RAW RECORDS:

— start —

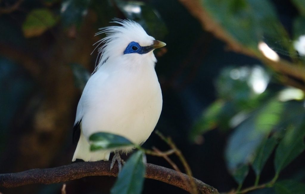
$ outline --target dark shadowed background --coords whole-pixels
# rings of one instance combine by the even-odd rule
[[[264,41],[305,72],[305,51],[294,47],[305,34],[305,3],[202,1],[213,21],[251,55],[233,52],[206,31],[187,1],[0,1],[0,173],[70,163],[76,107],[98,55],[90,55],[92,45],[103,37],[94,35],[117,18],[135,20],[167,44],[154,51],[163,96],[155,130],[171,137],[195,177],[220,192],[275,177],[271,188],[251,193],[305,193],[305,78],[257,59]],[[299,42],[305,50],[305,40]],[[169,149],[154,133],[143,146]],[[147,160],[172,168],[161,158]],[[115,180],[69,181],[67,193],[109,193]],[[60,193],[62,185],[0,192]],[[142,193],[187,193],[150,179]]]

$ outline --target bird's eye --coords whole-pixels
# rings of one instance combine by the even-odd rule
[[[132,47],[131,47],[133,50],[135,51],[137,50],[138,50],[138,47],[137,47],[135,46],[133,46]]]

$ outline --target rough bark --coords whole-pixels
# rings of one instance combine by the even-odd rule
[[[17,172],[0,174],[0,187],[14,187],[34,184],[51,184],[63,182],[91,176],[117,175],[117,166],[110,171],[110,161],[78,162],[51,168],[32,169]],[[191,191],[181,179],[180,173],[171,169],[151,164],[147,164],[145,178],[162,181],[187,191]],[[189,181],[188,177],[182,175]],[[194,179],[200,193],[218,193],[217,190]]]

— end —

AIM OF THE EXERCISE: Rewrite everything from the line containing "bark --coords whole-pixels" down to the end of the rows, requests included. Multiply every coordinate in the answers by 2.3 and round each to a whole number, with halves rounding up.

FULL OUTPUT:
$ outline --target rough bark --coords whole-pixels
# rings of one instance combine by the even-odd rule
[[[39,396],[0,400],[0,430],[32,430],[78,423],[117,423],[145,419],[209,405],[269,403],[269,382],[253,393],[253,370],[179,373],[117,386],[74,389]],[[439,439],[416,412],[414,398],[393,389],[347,377],[338,377],[334,409],[373,416],[430,439]],[[435,416],[432,407],[419,403]],[[446,412],[460,444],[501,444],[499,437]]]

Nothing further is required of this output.